# START OF Data supplied
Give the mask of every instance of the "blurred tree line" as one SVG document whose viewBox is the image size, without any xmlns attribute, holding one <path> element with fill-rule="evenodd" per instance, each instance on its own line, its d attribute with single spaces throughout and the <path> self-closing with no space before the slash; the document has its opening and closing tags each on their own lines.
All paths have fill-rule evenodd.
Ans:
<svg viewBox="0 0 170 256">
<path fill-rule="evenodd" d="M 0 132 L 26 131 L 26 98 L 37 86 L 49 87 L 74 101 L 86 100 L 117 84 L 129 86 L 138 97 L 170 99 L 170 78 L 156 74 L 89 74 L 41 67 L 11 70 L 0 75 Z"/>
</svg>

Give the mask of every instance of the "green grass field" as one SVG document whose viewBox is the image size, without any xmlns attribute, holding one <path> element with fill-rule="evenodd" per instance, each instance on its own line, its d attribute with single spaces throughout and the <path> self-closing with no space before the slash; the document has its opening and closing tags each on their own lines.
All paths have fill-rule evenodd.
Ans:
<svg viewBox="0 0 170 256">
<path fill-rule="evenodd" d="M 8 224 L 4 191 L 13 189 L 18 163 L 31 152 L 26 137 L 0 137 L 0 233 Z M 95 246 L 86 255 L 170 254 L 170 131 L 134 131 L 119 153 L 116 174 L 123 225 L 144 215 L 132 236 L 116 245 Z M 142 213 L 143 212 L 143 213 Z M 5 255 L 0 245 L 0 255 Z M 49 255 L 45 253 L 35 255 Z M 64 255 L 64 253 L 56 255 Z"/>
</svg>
# END OF Data supplied
Can you put the lines above into a Markdown table with the columns No. and Line, giving each row a number and leaving out the blank lines?

| No. | Line |
|---|---|
| 1 | Give the mask of every instance of the "blurred tree line" as one SVG document whose viewBox is the image size, without any xmlns attribute, holding one <path> element with fill-rule="evenodd" per instance, each instance on its own line, its d attribute with single spaces throughout and the <path> self-closing with no space before the slash; the document has its opening and closing tags each on their own lines. |
| 2 | All paths have fill-rule evenodd. |
| 3 | Ans: |
| 4 | <svg viewBox="0 0 170 256"> |
| 5 | <path fill-rule="evenodd" d="M 0 132 L 26 131 L 26 98 L 37 86 L 49 87 L 74 101 L 86 100 L 117 84 L 129 86 L 138 97 L 170 99 L 170 78 L 156 74 L 89 74 L 41 67 L 11 70 L 0 75 Z"/> |
| 6 | </svg> |
| 7 | Give the mask of every instance of the "green grass field" as one SVG document whose viewBox is the image size, without any xmlns attribute, holding one <path> element with fill-rule="evenodd" per instance, each instance on its own line, its d attribute with single spaces throughout and the <path> self-closing with no space before the slash; the document has its opening and closing tags each on their own lines. |
| 8 | All paths have fill-rule evenodd. |
| 9 | Ans: |
| 10 | <svg viewBox="0 0 170 256"> |
| 11 | <path fill-rule="evenodd" d="M 8 224 L 4 191 L 13 189 L 18 163 L 31 152 L 26 137 L 0 137 L 0 233 Z M 95 246 L 86 255 L 170 254 L 170 131 L 134 131 L 119 153 L 116 174 L 123 225 L 144 215 L 132 236 L 116 245 Z M 142 213 L 143 212 L 143 213 Z M 5 255 L 0 245 L 0 255 Z M 49 255 L 45 253 L 35 255 Z M 64 255 L 64 253 L 56 255 Z"/> |
| 12 | </svg> |